=== Provided passage ===
* * *
FIG. 2 shows a detailed block diagram of the sensing module 102 in FIG. 1. As shown in FIG. 2, the sensing module 102 comprises an inertia sensing unit 202 and a sole pressure sensing unit 204. The inertia sensing unit 202 obtains an inertia sensing signal Si. For example, the inertia sensing unit 202 may comprise a gyroscope and an accelerometer for measuring inertia sensing information corresponding to an angular velocity and an acceleration of a human movement. In an embodiment, the inertia sensing unit 202 may be disposed near center position of a COM of a human body, e.g., surface of the pelvis of a human body.

The sole pressure sensing unit 204 obtains a plurality of sole pressure signals Sp. For example, the sole pressure sensing unit 204 may comprise multiple pressure sensors, e.g., disposed on a shoe pad. Such that, when a user wears the shoe pad, the pressure sensors sense multiple sets of pressure information from a sole of the user and converts the same into a plurality of sole pressure signals Sp. In an embodiment, the pressure sensors are in a number of three or more.

The above inertia sensing signal Si and the sole pressure signals Sp, as regarded being included in the sensing signals S, are provided to the movement identification module 114 for subsequent processing to identify the movement pattern P of the human body, or provided to the calculation processing module 106 to model related kinematics of COM and COP of the human body as an inverted pendulum model. The correlation coefficient CC is determined further.
* * *
=== Listing ===
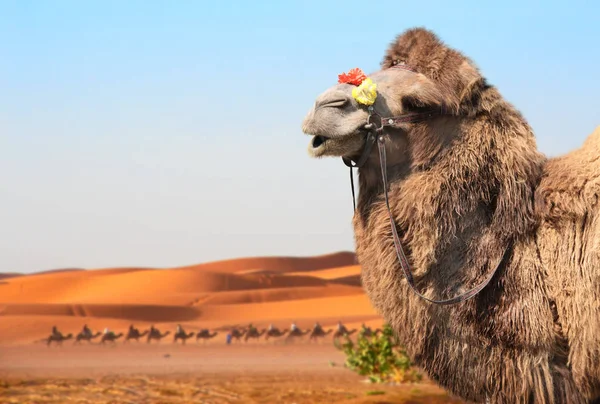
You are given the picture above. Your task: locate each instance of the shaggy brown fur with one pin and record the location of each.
(474, 188)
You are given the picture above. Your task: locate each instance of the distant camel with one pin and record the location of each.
(110, 337)
(275, 333)
(58, 338)
(253, 333)
(368, 332)
(182, 336)
(343, 333)
(237, 334)
(297, 333)
(317, 333)
(135, 334)
(82, 336)
(205, 335)
(155, 334)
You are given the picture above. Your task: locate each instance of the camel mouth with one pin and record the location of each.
(336, 146)
(318, 141)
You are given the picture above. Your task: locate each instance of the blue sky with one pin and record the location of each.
(158, 133)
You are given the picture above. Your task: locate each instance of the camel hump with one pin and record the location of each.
(570, 184)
* * *
=== Written task A ===
Print the sensing module passage from "FIG. 2 shows" to "a human body.".
=== Written task B ===
In the sensing module passage, which two devices may the inertia sensing unit 202 comprise?

=== Exercise response A ===
FIG. 2 shows a detailed block diagram of the sensing module 102 in FIG. 1. As shown in FIG. 2, the sensing module 102 comprises an inertia sensing unit 202 and a sole pressure sensing unit 204. The inertia sensing unit 202 obtains an inertia sensing signal Si. For example, the inertia sensing unit 202 may comprise a gyroscope and an accelerometer for measuring inertia sensing information corresponding to an angular velocity and an acceleration of a human movement. In an embodiment, the inertia sensing unit 202 may be disposed near center position of a COM of a human body, e.g., surface of the pelvis of a human body.

=== Exercise response B ===
A gyroscope and an accelerometer.